■ Page text:
One of the winners of the 2000 Nobel Prize in Medicine, Dr. Paul Greengard, was a physics and mathematics major as an undergraduate. When asked by a radio interviewer why he switched into the biological sciences, he said that as he was entering graduate school, in the late 1940's, the only funding for physics came from the Atomic Energy Commission, which was responsible for the atomic bombs that had recently been dropped on Hiroshima and Nagasaki. Dr.Greengard chose not to associate himself with the AEC, and went into biology instead, a career move that obviously worked out pretty well in his case.
No one will question Dr. Greengard's right to make this choice, or to couch his reasoning in moral terms. But his action evokes the stereotype of physics as the progenitor of weapons of mass destruction, and the contrasting image of biology as the science of healing and preservation of life. As physicists, we may have some disagreement with at least the first part of this dichotomy. Indeed, if we look back on the half-century that followed the resolution of Dr. Greengard's moral dilemma, we find remarkable progress in both physics and biology, and in both cases the consequences have been largely beneficial for humankind. The mass availability of personal computers, the internet, and the World Wide Web (based partly on advances that were recognized in the 2000 Nobel Prizes in Physics) have transformed our culture and energized our economy. These changes are no less profound than those wrought by discoveries in biology, especially genetics, that have grabbed so many of the recent headlines.
It has been said, by President Clinton among others, that just as the twentieth century has belonged to the physical sciences, the twenty-first will belong to biology. This is a problematic statement on many levels, but there is one sense, ironically, in which it may turn out to be true. In the twentieth century, as Dr. Greengard's decision attests, physics became fused in the popular mind with its potential for obliterating the human race. In the twenty-first, the capacity to manipulate the human genome that, on the one hand, is expected to yield such rich rewards in the battle against disease and death, may also, on the other, end up threatening the very existence of our species. The issues that have already surfaced, having to do with such things as surrogate motherhood, human cloning, and genetic engineering in the food supply, are surely just the first flickerings of an ethical firestorm that will sweep over our society in the years ahead.
One can imagine, in the not too distant future, that a young counterpart of Dr. Greengard's, contemplating the relative moral standing of the various sciences, will make a choice rather different from his as the scales weighing biology's potential for good or evil begin to tip ominously in the wrong direction.

Saved entries:
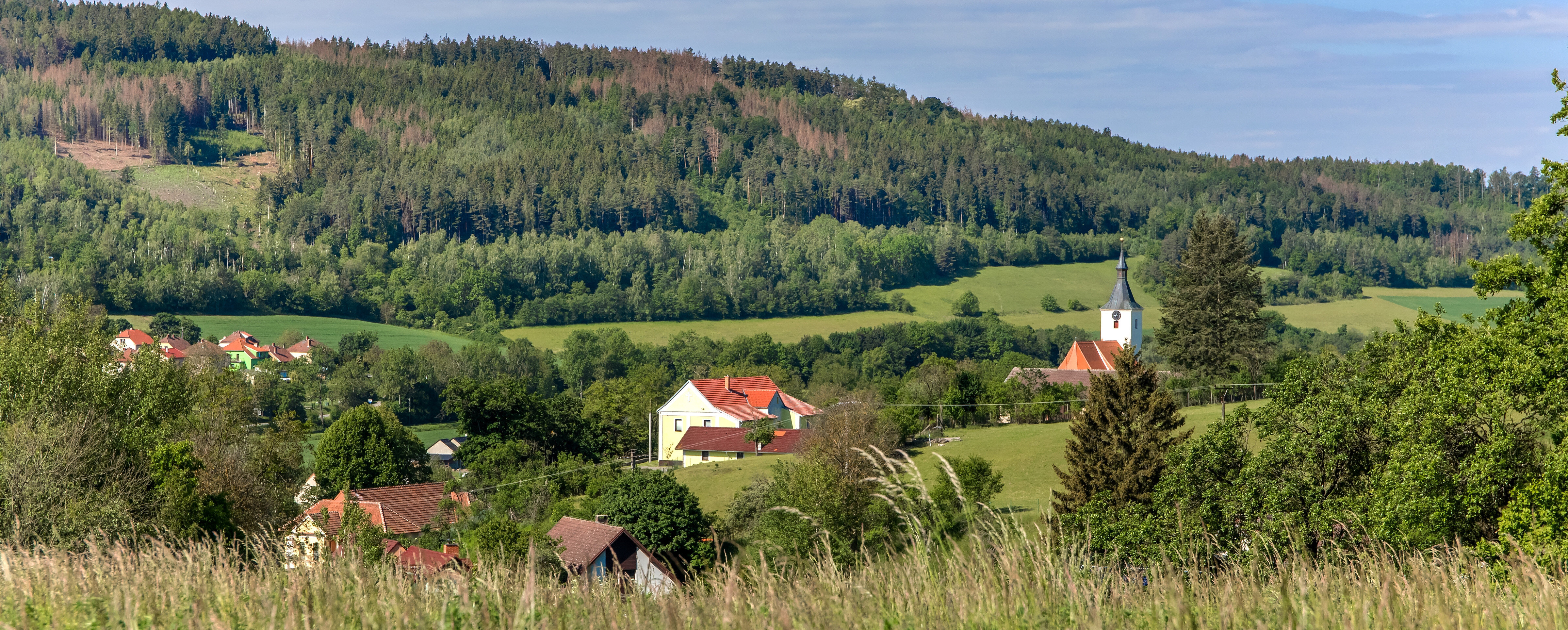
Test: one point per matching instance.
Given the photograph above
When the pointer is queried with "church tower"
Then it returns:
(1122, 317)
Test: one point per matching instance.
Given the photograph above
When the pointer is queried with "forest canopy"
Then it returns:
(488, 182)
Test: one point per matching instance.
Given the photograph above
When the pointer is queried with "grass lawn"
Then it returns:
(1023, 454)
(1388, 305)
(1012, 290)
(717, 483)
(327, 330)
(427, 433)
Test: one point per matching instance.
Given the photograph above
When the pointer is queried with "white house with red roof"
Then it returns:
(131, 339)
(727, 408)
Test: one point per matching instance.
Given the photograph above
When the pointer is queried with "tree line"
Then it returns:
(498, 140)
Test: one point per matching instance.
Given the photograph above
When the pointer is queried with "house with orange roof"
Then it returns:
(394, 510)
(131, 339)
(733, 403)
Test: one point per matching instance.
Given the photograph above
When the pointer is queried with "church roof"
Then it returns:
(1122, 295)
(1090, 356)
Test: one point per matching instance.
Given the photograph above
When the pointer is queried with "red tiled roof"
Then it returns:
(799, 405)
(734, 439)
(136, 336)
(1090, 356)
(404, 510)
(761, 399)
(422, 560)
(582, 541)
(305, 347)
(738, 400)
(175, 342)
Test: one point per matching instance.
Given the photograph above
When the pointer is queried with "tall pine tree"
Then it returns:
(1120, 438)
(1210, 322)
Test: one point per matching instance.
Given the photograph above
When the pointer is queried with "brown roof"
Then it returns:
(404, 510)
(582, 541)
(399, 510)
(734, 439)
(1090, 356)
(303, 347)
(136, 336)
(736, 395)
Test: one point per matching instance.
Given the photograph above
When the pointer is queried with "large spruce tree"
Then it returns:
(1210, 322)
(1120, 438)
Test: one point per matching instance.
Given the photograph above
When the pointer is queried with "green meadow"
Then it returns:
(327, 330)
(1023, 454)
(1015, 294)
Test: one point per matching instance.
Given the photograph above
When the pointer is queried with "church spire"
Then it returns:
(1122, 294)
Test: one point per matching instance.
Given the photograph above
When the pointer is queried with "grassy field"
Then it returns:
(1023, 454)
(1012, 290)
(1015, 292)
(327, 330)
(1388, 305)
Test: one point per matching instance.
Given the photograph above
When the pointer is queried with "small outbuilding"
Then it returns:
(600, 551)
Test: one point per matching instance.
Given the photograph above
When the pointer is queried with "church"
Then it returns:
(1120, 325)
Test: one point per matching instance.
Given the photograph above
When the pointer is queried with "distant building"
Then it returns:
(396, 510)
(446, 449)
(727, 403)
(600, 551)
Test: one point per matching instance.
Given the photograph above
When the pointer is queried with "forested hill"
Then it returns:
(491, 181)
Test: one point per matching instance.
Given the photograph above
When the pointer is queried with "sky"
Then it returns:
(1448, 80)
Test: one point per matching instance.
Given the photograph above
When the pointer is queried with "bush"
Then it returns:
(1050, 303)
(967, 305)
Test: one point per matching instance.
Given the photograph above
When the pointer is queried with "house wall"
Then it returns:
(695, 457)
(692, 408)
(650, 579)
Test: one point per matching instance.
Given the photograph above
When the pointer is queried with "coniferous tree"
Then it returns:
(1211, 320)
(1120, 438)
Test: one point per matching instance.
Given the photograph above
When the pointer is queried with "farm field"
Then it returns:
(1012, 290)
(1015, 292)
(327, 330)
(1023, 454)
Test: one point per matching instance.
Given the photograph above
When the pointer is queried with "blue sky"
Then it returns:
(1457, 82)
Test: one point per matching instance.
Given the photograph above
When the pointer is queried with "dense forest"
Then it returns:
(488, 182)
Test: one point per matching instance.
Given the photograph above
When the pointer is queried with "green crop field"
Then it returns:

* * *

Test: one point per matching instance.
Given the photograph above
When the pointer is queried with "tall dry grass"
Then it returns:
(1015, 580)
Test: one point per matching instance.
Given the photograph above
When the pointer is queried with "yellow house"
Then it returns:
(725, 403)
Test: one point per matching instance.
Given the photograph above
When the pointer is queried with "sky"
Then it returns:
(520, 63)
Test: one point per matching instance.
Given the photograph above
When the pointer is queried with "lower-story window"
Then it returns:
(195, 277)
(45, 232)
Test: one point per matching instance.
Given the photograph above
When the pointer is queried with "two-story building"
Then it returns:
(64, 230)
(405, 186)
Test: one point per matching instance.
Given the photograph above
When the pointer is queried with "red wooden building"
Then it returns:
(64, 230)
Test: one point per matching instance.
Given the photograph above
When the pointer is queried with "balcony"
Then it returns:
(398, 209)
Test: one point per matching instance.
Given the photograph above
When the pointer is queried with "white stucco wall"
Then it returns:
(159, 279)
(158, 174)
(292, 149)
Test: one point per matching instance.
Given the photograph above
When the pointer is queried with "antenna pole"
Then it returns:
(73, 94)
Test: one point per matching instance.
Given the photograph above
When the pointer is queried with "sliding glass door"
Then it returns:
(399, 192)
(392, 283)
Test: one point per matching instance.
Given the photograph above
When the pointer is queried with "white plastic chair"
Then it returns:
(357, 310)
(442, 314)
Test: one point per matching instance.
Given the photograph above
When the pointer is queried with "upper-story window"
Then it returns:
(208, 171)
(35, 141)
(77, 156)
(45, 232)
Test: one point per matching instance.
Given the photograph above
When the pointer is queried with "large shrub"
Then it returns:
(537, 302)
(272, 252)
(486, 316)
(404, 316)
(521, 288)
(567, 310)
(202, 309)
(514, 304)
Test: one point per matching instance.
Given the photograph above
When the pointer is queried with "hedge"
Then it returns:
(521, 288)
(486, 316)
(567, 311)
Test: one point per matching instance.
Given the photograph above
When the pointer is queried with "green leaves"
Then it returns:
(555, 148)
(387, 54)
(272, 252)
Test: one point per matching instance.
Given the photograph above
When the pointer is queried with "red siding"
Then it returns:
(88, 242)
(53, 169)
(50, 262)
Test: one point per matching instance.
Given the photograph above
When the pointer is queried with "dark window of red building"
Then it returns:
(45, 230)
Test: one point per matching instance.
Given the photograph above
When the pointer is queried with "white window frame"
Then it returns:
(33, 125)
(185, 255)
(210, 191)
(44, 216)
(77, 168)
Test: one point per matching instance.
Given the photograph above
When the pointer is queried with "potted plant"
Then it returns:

■ Task directions: Reproduce word for word the part of the essay on physics and biology above that begins with the words "One can imagine, in" and ends after the words "the wrong direction.".

■ Response area:
One can imagine, in the not too distant future, that a young counterpart of Dr. Greengard's, contemplating the relative moral standing of the various sciences, will make a choice rather different from his as the scales weighing biology's potential for good or evil begin to tip ominously in the wrong direction.